* [OBJECTIVE]
Update the lines below by replacing "bare branch" with "leafless branch" and leaving everything else the same.

Excerpts of annotation records:
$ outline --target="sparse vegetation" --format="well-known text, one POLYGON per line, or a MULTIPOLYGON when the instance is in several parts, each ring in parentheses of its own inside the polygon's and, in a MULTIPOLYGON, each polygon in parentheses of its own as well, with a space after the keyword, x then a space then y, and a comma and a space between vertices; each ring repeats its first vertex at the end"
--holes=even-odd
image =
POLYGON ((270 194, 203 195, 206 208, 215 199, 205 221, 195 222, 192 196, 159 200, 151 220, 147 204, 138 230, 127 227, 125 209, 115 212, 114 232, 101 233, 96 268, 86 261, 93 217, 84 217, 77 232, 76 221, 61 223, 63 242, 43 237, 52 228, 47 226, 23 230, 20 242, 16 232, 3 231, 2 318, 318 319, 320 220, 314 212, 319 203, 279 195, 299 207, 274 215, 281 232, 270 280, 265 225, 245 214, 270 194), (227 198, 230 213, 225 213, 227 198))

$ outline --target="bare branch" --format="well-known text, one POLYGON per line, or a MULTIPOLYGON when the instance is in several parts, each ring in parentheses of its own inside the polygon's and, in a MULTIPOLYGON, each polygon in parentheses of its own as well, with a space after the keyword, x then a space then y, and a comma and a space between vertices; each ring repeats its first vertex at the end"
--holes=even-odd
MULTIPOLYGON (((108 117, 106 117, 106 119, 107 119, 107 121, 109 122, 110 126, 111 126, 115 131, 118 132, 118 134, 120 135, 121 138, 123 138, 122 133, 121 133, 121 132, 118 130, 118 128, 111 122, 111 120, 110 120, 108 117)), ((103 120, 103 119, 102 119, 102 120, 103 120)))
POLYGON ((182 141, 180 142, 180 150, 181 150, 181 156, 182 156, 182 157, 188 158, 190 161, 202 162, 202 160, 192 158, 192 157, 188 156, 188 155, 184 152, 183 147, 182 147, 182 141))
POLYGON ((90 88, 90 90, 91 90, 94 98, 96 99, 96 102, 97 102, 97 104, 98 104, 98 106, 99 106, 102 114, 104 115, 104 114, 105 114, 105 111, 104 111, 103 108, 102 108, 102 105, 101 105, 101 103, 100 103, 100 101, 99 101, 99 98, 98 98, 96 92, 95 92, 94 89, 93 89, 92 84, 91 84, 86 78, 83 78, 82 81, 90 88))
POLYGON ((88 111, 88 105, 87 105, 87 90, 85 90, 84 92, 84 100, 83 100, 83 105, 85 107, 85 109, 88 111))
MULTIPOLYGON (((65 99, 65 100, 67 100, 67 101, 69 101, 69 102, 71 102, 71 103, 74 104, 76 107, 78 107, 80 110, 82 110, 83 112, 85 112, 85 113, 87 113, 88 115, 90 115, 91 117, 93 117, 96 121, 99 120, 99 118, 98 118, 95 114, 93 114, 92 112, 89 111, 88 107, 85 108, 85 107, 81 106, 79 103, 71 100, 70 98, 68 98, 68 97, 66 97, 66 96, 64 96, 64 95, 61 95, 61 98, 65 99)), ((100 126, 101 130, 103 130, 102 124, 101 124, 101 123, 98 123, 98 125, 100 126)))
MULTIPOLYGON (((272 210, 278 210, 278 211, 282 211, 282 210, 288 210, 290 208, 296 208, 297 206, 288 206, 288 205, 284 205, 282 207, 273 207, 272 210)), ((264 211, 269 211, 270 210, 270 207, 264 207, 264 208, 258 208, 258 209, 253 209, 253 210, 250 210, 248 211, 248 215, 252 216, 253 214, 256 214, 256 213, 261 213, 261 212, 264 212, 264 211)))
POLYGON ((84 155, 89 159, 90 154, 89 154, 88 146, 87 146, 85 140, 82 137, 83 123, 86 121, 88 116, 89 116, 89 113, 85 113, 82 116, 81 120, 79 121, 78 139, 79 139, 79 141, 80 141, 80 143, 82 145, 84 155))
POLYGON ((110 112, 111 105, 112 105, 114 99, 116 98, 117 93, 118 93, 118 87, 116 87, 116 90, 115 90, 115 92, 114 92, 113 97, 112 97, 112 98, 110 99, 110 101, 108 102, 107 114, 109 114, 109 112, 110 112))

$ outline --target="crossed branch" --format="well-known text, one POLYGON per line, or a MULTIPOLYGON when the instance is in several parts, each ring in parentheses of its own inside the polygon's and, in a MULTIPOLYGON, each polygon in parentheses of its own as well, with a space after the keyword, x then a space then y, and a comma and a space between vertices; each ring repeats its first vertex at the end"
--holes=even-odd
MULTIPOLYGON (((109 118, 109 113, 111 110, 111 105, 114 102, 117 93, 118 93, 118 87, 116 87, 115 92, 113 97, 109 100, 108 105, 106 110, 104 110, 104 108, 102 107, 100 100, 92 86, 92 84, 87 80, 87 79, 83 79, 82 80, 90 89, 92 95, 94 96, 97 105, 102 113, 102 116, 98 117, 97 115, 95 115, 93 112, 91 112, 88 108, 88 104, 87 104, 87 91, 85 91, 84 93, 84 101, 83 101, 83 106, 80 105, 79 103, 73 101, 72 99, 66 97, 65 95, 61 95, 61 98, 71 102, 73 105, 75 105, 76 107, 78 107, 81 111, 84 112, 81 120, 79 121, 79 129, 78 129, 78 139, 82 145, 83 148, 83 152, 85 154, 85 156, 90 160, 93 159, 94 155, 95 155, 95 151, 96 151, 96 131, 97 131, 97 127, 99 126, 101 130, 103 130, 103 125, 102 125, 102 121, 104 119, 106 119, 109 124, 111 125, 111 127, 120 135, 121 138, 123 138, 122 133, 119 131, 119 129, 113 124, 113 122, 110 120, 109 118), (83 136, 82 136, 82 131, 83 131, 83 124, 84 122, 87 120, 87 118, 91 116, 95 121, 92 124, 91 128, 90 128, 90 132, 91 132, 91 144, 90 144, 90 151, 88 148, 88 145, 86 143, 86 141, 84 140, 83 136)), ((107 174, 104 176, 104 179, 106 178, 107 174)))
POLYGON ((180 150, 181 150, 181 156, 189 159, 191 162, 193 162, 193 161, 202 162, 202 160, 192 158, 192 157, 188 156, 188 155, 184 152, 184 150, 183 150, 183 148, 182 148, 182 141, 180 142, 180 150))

* [WRITTEN RESPONSE]
$ outline --target="sparse vegetation" --format="well-known text, one POLYGON per line, or a MULTIPOLYGON when the instance is in several parts, each ring in parentheses of its own inside the polygon's and, in a MULTIPOLYGON, each polygon in parentheses of its own as well, with a space after the keyword, x then a space then y, and a comma and a space between vertices; each ring repeats its first vertex at the end"
--holes=even-odd
image =
POLYGON ((270 194, 203 195, 206 208, 215 199, 205 221, 195 222, 192 196, 159 200, 151 220, 147 204, 138 230, 127 227, 125 209, 115 212, 114 232, 101 233, 96 268, 86 261, 93 217, 84 217, 77 232, 76 221, 61 223, 63 242, 43 237, 52 228, 47 226, 23 230, 20 242, 16 232, 3 231, 2 318, 318 319, 320 220, 314 212, 319 203, 279 195, 299 207, 274 215, 281 232, 270 280, 265 225, 245 214, 270 194), (227 198, 230 213, 225 213, 227 198))

$ outline --target="leafless branch" --format="well-known text, one POLYGON per line, or a MULTIPOLYGON when the instance is in several parts, each ring in parentheses of its own inside the polygon's and, in a MULTIPOLYGON, each polygon in parentheses of its own as well, with a space after the keyword, x then a space then y, and a comma and a space between vertices; each ring repeats its first vertex at the end"
--holes=even-odd
MULTIPOLYGON (((108 117, 106 117, 106 119, 107 119, 107 121, 109 122, 110 126, 111 126, 115 131, 118 132, 118 134, 120 135, 121 138, 123 138, 122 133, 121 133, 121 132, 118 130, 118 128, 111 122, 111 120, 110 120, 108 117)), ((103 120, 103 119, 102 119, 102 120, 103 120)))
POLYGON ((182 141, 180 142, 180 150, 181 150, 181 156, 182 156, 182 157, 188 158, 190 161, 202 162, 202 160, 192 158, 192 157, 188 156, 188 155, 184 152, 183 147, 182 147, 182 141))
POLYGON ((90 88, 90 90, 91 90, 94 98, 96 99, 96 102, 97 102, 97 104, 98 104, 98 106, 99 106, 102 114, 104 115, 104 114, 105 114, 105 111, 104 111, 103 108, 102 108, 102 105, 101 105, 101 103, 100 103, 100 101, 99 101, 99 98, 98 98, 96 92, 95 92, 94 89, 93 89, 92 84, 91 84, 86 78, 83 78, 82 81, 90 88))
POLYGON ((88 111, 88 105, 87 105, 87 90, 85 90, 84 92, 84 100, 83 100, 83 105, 85 107, 85 109, 88 111))
MULTIPOLYGON (((65 99, 65 100, 67 100, 67 101, 69 101, 69 102, 71 102, 71 103, 74 104, 76 107, 78 107, 80 110, 82 110, 83 112, 85 112, 85 113, 87 113, 88 115, 90 115, 91 117, 93 117, 96 121, 99 120, 99 118, 98 118, 95 114, 93 114, 92 112, 89 111, 88 107, 85 108, 85 107, 81 106, 79 103, 71 100, 70 98, 68 98, 68 97, 66 97, 66 96, 64 96, 64 95, 61 95, 61 98, 65 99)), ((100 126, 101 130, 103 130, 102 124, 101 124, 101 123, 98 123, 98 125, 100 126)))
MULTIPOLYGON (((272 210, 278 210, 278 211, 282 211, 282 210, 288 210, 290 208, 296 208, 297 206, 288 206, 288 205, 284 205, 282 207, 273 207, 272 210)), ((264 211, 269 211, 270 210, 270 207, 264 207, 264 208, 258 208, 258 209, 253 209, 253 210, 250 210, 248 211, 248 215, 252 216, 253 214, 256 214, 256 213, 261 213, 261 212, 264 212, 264 211)))
POLYGON ((84 155, 89 159, 90 154, 89 154, 88 146, 87 146, 85 140, 82 137, 83 123, 86 121, 88 116, 89 116, 89 113, 85 113, 82 116, 81 120, 79 121, 78 139, 79 139, 79 141, 80 141, 80 143, 82 145, 84 155))
POLYGON ((110 112, 111 105, 112 105, 114 99, 116 98, 117 93, 118 93, 118 87, 116 87, 116 90, 115 90, 115 92, 114 92, 113 97, 112 97, 112 98, 110 99, 110 101, 108 102, 107 114, 109 114, 109 112, 110 112))

$ outline --target="crossed branch" --format="well-known text, one POLYGON per line, or a MULTIPOLYGON when the instance is in several parts, each ring in parentheses of its own inside the polygon's and, in a MULTIPOLYGON, each polygon in parentheses of its own as well, with a space after the keyword, x then a space then y, and a comma and a space between vertices; each ring repeats its first vertex at the end"
--holes=even-odd
MULTIPOLYGON (((109 118, 109 113, 111 110, 111 105, 114 102, 117 93, 118 93, 118 87, 116 87, 115 92, 113 97, 109 100, 108 105, 106 110, 104 110, 104 108, 102 107, 100 100, 92 86, 92 84, 87 80, 87 79, 83 79, 82 80, 90 89, 92 95, 94 96, 97 105, 102 113, 102 116, 98 117, 97 115, 95 115, 93 112, 91 112, 88 108, 88 104, 87 104, 87 91, 85 91, 84 93, 84 101, 83 101, 83 106, 80 105, 79 103, 73 101, 72 99, 66 97, 65 95, 61 95, 61 98, 71 102, 73 105, 75 105, 76 107, 78 107, 81 111, 84 112, 81 120, 79 121, 79 129, 78 129, 78 139, 82 145, 83 148, 83 152, 85 154, 85 156, 90 160, 93 159, 94 155, 95 155, 95 151, 96 151, 96 131, 97 131, 97 127, 99 126, 101 130, 103 130, 103 125, 102 125, 102 121, 104 119, 106 119, 109 124, 111 125, 111 127, 120 135, 121 138, 123 138, 122 133, 119 131, 119 129, 113 124, 113 122, 110 120, 109 118), (83 136, 82 136, 82 131, 83 131, 83 124, 84 122, 87 120, 87 118, 91 116, 95 121, 92 124, 91 128, 90 128, 90 132, 91 132, 91 144, 90 144, 90 151, 88 148, 88 145, 86 143, 86 141, 84 140, 83 136)), ((107 174, 104 176, 104 179, 106 178, 107 174)))
POLYGON ((180 150, 181 150, 181 156, 189 159, 191 162, 193 162, 193 161, 202 162, 202 160, 192 158, 192 157, 188 156, 188 155, 184 152, 184 150, 183 150, 183 148, 182 148, 182 141, 180 142, 180 150))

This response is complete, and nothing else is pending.